I'm out of breath! Not from running, nah, I don't really do that. Not from doing exercise either... nope. I'm put of breath because I let other people's lack of planning or organisation constitute an emergency on my part. It's my problem, I know. I'm fully aware of this, and yet, despite some efforts I can't seem to completely "let it slide" or do like Hubby says so well "F*ck it all!"
Maybe I'll ask my GP on Saturday for a prescription for those little suckers... Maybe they would do the trick!
In the mean time, I have to vent a little, yet again. April was a "windy" (vent) month for me, wasn't it? Oh well. Earlier today I received an email from the Canadian Cancer Society. As you may remember, I'm doing this Relay for Life thing in a month or so, and our team (VIGILANT) is doing great. We are 5th among the top ten for our district (Montreal-Centre). I'm happy about that.
When I decided to put together a team it was because one: I wanted to do it (again) because who among us hasn't been touched by cancer in some ways, and two: because I wanted to contribute to cancer research. It might be utopian of me to think that the money given actually goes to research, but hey... I did put a team together and we're 12. I'm trying to keep the focus on the fact that first and foremost this is a fund raising activity, not only a "fun night" walking. The Society "expect" each participant to raise a minimum of $100 (in addition to the $10 fee to sign up, which entitles you to a T-Shirt, breakfast, soup, etc.) That's cool, it's a fundraiser, remember. Today when I got that email stating that each participant is “also encourage" to sell/buy at least 5 luminaries (at the cost of $5/ea.) it rubbed me wrong. What's next? Already a member of the team wants to quit because she doesn't feel worthy because she's not bringing in that much money and can't really afford to buy luminaries... This is not sitting well with me. I will let them know, on Tuesday night during the Captains' meeting that I don’t agree with their way of doing this, and that most likely next year I won’t be raising money for them.
Yes it is a fundraiser, but it shouldn't be about pressing people to sell. Not many of us are really comfy asking others for donations and to add the luminaries... I don’t want this experience to be all about money. There’s more to it than that. Granted without luminaries the path would look completely different and it wouldn’t be as touching. That was one of my favourite moments last year. To think that each of those little candles is burning in honour or in memory of a person touched by cancer is moving to say the least…
I think I'm done for now... Time for bed & to catch my breath a little.

### Provided data
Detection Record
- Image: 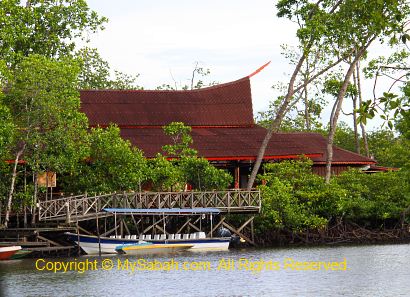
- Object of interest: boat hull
[0,246,21,260]
[66,232,230,255]
[116,244,193,255]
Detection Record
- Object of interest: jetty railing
[39,190,261,222]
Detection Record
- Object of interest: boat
[65,232,231,255]
[0,245,21,260]
[10,249,33,260]
[115,241,194,255]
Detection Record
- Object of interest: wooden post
[96,211,101,257]
[235,166,240,189]
[65,201,71,224]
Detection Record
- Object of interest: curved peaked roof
[80,77,254,127]
[80,73,375,165]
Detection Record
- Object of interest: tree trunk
[4,145,25,228]
[352,71,360,154]
[31,172,38,226]
[247,52,307,191]
[303,75,312,131]
[356,62,370,157]
[325,58,357,183]
[325,36,376,183]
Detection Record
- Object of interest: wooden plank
[37,235,61,246]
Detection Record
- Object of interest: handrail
[39,190,261,222]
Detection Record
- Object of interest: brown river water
[0,244,410,297]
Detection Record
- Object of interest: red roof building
[80,77,375,187]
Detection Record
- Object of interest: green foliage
[259,159,327,231]
[64,125,147,193]
[368,129,410,168]
[4,55,88,172]
[336,170,410,224]
[148,154,185,191]
[148,122,233,191]
[257,158,410,233]
[162,122,197,158]
[0,0,107,65]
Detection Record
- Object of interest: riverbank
[255,223,410,247]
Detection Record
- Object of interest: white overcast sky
[88,0,390,129]
[88,0,295,112]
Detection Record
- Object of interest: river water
[0,244,410,297]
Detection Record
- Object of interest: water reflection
[0,244,410,297]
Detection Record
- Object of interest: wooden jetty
[38,190,261,245]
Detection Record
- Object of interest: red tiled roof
[80,77,375,165]
[80,77,254,127]
[121,126,374,164]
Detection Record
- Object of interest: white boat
[115,241,194,255]
[0,245,21,260]
[65,232,231,255]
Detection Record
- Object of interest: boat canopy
[103,207,221,215]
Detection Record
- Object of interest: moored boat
[10,249,33,260]
[65,232,231,255]
[0,245,21,260]
[115,241,194,255]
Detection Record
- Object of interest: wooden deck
[39,190,261,223]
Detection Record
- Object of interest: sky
[88,0,296,113]
[87,0,390,129]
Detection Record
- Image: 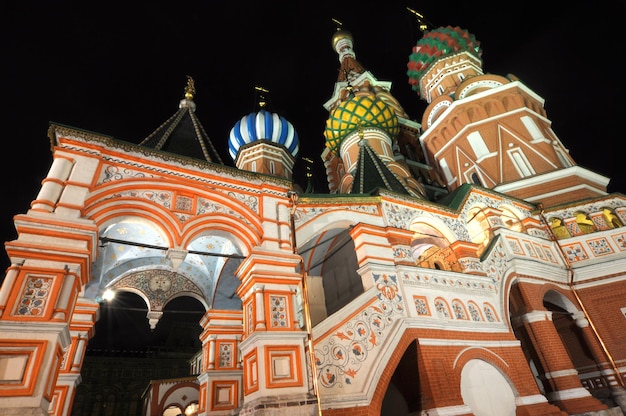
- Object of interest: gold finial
[330,17,343,30]
[185,75,196,100]
[302,157,313,178]
[254,85,270,108]
[406,7,432,32]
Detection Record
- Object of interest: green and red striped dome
[407,26,482,93]
[324,94,400,154]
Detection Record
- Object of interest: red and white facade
[0,22,626,416]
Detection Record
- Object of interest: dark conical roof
[139,77,223,164]
[351,142,409,195]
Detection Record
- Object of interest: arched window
[602,208,624,228]
[548,217,571,239]
[576,212,596,234]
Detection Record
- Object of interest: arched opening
[72,291,205,416]
[380,341,422,416]
[461,359,515,416]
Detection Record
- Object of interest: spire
[351,131,409,195]
[332,19,365,82]
[139,75,223,164]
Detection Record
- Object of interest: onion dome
[407,26,482,92]
[324,94,400,154]
[228,109,300,160]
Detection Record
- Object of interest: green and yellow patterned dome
[324,94,400,154]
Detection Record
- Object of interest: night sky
[0,0,626,348]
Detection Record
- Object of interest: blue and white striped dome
[228,109,300,161]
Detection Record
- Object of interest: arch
[601,207,624,228]
[483,302,500,322]
[367,329,422,416]
[548,217,571,239]
[574,211,596,234]
[452,299,469,320]
[467,300,484,322]
[467,204,492,252]
[461,359,516,416]
[498,204,525,232]
[434,297,452,319]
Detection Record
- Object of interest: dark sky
[0,0,626,346]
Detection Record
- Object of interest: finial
[185,75,196,100]
[330,17,343,30]
[254,86,270,109]
[302,157,313,178]
[406,7,433,32]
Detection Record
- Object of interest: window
[521,116,549,142]
[467,131,489,159]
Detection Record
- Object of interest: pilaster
[237,249,317,415]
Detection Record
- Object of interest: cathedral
[0,14,626,416]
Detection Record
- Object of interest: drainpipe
[288,191,322,416]
[539,203,626,388]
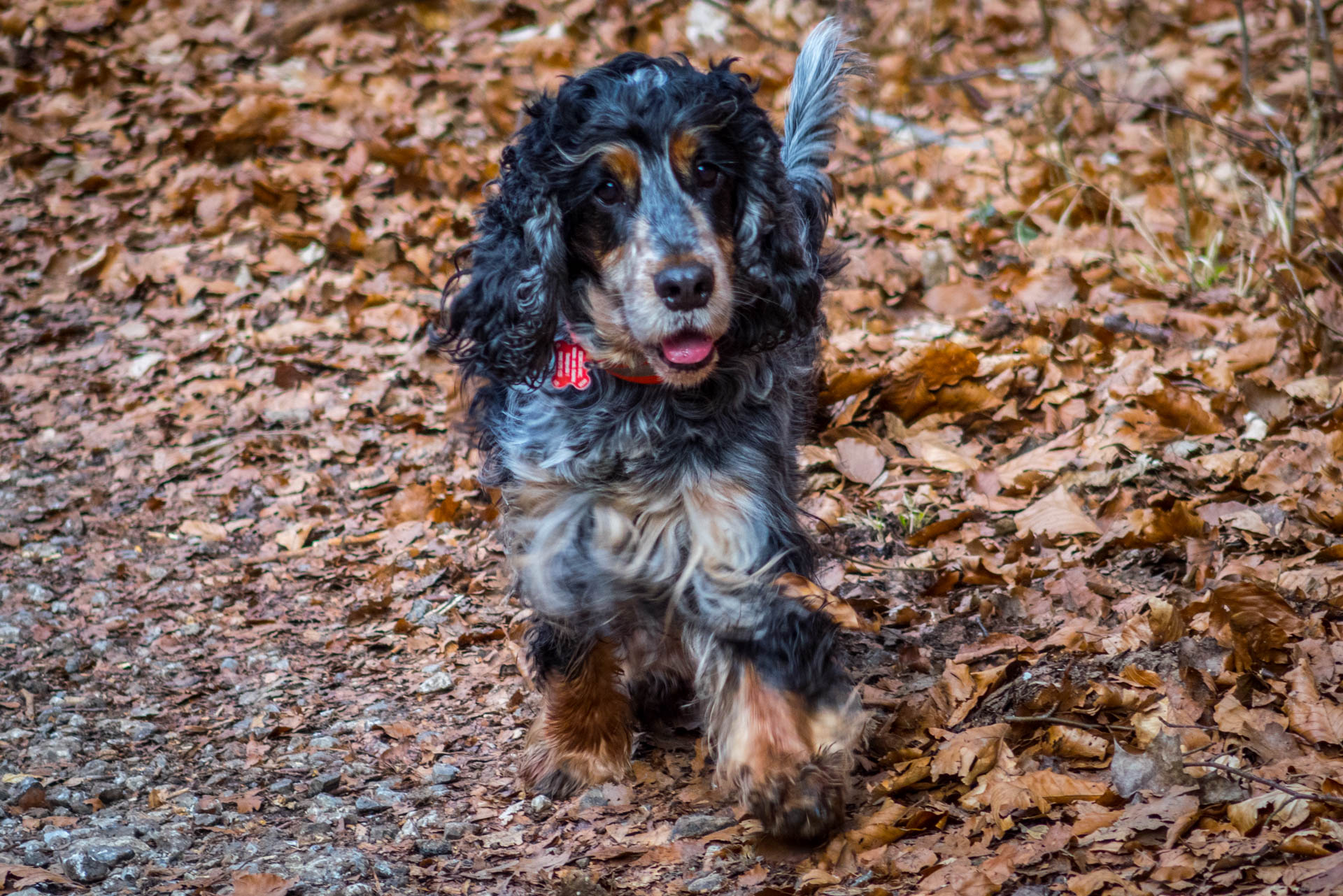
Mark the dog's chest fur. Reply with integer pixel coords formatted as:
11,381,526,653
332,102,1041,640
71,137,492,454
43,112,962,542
495,356,810,616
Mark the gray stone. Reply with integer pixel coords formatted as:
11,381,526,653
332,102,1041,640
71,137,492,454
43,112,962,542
415,671,453,693
355,797,391,816
76,837,143,868
60,853,111,884
298,846,368,886
672,816,737,839
415,839,453,855
579,787,611,809
685,874,723,893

### Work order
List every dollar amount mentioned in the text about the Relay for Life, and state what each amount is for.

### Answer space
- $100: the minimum each participant is expected to raise
- $10: the sign-up fee, which covers a T-shirt, breakfast, soup, and more
- $5: the cost of each luminary